→ **SUPPLIED RECORDS**:
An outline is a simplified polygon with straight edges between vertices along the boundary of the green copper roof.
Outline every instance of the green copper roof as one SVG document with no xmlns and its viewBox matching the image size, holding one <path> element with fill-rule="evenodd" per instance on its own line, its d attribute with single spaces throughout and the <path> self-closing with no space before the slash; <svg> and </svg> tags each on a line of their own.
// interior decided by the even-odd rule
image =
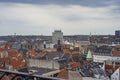
<svg viewBox="0 0 120 80">
<path fill-rule="evenodd" d="M 91 53 L 90 50 L 88 51 L 86 58 L 87 58 L 87 59 L 92 59 L 92 58 L 93 58 L 92 53 Z"/>
</svg>

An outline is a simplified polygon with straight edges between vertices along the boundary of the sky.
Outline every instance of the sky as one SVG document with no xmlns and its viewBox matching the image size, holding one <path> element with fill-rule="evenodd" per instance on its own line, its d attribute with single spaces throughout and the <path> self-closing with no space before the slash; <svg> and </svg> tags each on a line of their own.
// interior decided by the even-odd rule
<svg viewBox="0 0 120 80">
<path fill-rule="evenodd" d="M 0 0 L 0 35 L 114 35 L 120 0 Z"/>
</svg>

→ **OBJECTIVE**:
Reproduce the listing with every "green copper roof" swapped for "weathered copper roof" and everything else left unchanged, omitting the picture.

→ **THE COMPLETED TASK**:
An outline is a simplified polygon with straight edges between vertices along the boundary of the weathered copper roof.
Outline every instance of the weathered copper roof as one SVG document with no xmlns and its viewBox matching the image size, holding one <path> element with fill-rule="evenodd" per instance on its own line, its d attribute with single spaces throughout and the <path> self-closing with no space before the slash; <svg> and </svg> tags each on a line of their own.
// interior decided by the even-odd rule
image =
<svg viewBox="0 0 120 80">
<path fill-rule="evenodd" d="M 91 53 L 90 50 L 88 51 L 86 58 L 87 58 L 87 59 L 92 59 L 92 58 L 93 58 L 92 53 Z"/>
</svg>

An outline is a simplified polygon with straight edges between vertices along the boundary of the sky.
Outline every instance of the sky as one SVG document with no xmlns and its viewBox matching the image size, holding one <path> element with fill-rule="evenodd" per instance on its own line, its d attribute with single spaces throughout and the <path> self-closing with no space before the slash; <svg> and </svg> tags each on a line of their own.
// interior decided by the even-odd rule
<svg viewBox="0 0 120 80">
<path fill-rule="evenodd" d="M 0 0 L 0 35 L 114 35 L 120 0 Z"/>
</svg>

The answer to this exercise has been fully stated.